• [Given problem 1]
Please rewrite the stretch of the post on reproducible builds below from "To date this" through "bpo#38727, and setuptools#1893.", swapping "VCS" for "version control system".

• [Excerpted text]
I’m a big fan of the reproducible builds project and not just because of worries about malicious infrastructure and injected malware. If not for the work that went into making wheels be reproducible, I wouldn’t have been able to require byte-for-byte agreement between a wheel built from a git checkout and a wheel built from an sdist tarball. (There’s still a few weird tricks one needs, like manually passing -fdebug-prefix-map options to GCC, but I have the impression that that’s on the reproducible builds people’s radar and not something that needs messing with in distutils or whatever.)

To date this project hasn’t concerned itself much with reproducibility of source packages. However, considering pip’s habit of building things from source, it’s equally valuable to be able to assure yourself that the source tarball you pulled off of PyPI does exactly match the corresponding release tag in the developer’s VCS. distutils and setuptools can almost build reproducible sdist tarballs. There are only a few bugs in the way, and all of them have already been filed: bpo#38632, bpo#38725, bpo#38726, bpo#38727, and setuptools#1893.

• [Material for this exercise]
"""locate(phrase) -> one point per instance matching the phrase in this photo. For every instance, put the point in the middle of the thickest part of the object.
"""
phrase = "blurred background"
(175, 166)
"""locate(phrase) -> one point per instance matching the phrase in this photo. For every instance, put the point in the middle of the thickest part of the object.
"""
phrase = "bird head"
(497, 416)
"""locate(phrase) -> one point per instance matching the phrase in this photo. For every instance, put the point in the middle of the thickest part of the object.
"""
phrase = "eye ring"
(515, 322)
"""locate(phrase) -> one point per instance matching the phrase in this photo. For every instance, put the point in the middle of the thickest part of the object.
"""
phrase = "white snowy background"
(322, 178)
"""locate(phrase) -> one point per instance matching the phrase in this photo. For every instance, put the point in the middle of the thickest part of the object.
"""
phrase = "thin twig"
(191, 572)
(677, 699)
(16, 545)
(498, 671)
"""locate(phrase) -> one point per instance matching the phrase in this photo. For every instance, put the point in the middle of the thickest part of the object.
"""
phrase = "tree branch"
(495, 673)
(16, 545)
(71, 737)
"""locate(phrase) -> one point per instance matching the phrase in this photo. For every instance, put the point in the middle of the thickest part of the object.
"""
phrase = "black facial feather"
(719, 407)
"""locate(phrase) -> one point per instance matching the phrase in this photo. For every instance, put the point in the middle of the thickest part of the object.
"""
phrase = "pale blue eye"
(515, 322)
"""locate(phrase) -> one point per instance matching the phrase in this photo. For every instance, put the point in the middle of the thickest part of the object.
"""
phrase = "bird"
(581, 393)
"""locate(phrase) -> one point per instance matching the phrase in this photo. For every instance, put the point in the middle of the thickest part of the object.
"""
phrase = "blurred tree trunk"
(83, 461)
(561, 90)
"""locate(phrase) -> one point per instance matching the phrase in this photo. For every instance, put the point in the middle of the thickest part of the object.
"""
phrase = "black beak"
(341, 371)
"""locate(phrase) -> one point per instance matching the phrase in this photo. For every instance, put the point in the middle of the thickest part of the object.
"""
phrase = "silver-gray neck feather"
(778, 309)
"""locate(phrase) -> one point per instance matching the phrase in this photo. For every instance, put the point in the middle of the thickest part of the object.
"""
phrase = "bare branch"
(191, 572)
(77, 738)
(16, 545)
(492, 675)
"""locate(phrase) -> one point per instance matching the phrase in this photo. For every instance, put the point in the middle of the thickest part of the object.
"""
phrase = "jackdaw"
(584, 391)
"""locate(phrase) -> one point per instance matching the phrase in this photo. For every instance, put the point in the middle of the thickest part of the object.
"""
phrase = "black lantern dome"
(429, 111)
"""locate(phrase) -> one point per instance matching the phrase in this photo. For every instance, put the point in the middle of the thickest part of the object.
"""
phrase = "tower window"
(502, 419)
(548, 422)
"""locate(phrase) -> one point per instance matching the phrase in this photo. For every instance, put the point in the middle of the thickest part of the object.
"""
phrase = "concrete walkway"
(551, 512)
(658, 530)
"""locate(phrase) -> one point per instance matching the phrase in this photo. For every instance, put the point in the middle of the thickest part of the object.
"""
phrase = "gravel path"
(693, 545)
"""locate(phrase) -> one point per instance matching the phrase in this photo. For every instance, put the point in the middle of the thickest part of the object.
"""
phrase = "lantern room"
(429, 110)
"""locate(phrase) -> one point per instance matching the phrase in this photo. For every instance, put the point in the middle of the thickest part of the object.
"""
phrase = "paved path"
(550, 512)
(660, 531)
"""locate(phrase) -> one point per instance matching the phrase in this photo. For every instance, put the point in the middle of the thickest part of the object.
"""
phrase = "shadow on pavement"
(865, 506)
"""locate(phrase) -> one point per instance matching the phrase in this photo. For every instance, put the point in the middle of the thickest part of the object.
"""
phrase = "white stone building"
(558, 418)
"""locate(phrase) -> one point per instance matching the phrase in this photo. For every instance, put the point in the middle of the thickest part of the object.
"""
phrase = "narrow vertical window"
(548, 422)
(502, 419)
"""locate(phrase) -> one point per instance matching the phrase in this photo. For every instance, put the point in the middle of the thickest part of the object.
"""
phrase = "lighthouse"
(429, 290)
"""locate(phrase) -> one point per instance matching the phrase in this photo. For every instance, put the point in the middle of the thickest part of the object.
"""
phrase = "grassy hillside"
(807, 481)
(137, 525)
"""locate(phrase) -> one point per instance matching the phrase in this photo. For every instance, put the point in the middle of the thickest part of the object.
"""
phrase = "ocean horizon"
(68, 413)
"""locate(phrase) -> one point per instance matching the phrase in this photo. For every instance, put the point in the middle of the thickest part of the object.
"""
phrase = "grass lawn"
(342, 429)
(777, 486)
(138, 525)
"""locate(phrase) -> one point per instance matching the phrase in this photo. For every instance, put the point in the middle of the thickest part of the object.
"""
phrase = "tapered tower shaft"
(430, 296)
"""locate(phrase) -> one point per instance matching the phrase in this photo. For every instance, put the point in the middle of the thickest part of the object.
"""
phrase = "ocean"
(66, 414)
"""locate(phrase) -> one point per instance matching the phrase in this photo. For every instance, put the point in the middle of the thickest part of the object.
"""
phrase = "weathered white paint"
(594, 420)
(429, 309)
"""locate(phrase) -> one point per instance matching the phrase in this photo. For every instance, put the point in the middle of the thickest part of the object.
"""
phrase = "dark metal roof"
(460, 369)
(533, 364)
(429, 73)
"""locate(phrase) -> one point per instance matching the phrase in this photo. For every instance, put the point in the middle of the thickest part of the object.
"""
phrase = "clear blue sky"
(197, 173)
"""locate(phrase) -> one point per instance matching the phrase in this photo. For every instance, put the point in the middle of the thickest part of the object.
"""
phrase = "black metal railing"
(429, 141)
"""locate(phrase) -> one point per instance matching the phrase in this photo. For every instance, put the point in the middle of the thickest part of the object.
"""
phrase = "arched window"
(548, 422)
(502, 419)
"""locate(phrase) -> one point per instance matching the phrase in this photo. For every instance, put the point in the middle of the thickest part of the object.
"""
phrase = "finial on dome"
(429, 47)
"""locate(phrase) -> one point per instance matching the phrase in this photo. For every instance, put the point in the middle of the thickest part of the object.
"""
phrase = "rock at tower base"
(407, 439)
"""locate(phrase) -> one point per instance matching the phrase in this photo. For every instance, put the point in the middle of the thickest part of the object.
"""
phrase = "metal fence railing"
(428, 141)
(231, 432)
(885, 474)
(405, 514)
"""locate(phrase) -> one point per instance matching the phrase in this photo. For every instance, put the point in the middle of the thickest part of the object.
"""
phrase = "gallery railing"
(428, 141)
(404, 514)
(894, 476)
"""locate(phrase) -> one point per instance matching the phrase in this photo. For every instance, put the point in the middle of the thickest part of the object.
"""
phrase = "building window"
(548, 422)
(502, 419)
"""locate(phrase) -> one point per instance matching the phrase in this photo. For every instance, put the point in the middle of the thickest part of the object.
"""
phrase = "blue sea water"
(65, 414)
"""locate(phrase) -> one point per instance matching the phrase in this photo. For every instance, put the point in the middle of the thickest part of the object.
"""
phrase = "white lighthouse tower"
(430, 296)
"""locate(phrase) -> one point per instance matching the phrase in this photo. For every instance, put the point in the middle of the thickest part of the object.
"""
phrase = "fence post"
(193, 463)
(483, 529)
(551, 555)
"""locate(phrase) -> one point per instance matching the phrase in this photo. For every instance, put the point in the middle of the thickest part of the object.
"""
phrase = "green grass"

• [Given problem 2]
Collect every line of the entries that contains the string "path".

• [Exercise solution 1]
To date this project hasn’t concerned itself much with reproducibility of source packages. However, considering pip’s habit of building things from source, it’s equally valuable to be able to assure yourself that the source tarball you pulled off of PyPI does exactly match the corresponding release tag in the developer’s version control system. distutils and setuptools can almost build reproducible sdist tarballs. There are only a few bugs in the way, and all of them have already been filed: bpo#38632, bpo#38725, bpo#38726, bpo#38727, and setuptools#1893.

• [Exercise solution 2]
phrase = "gravel path"
phrase = "paved path"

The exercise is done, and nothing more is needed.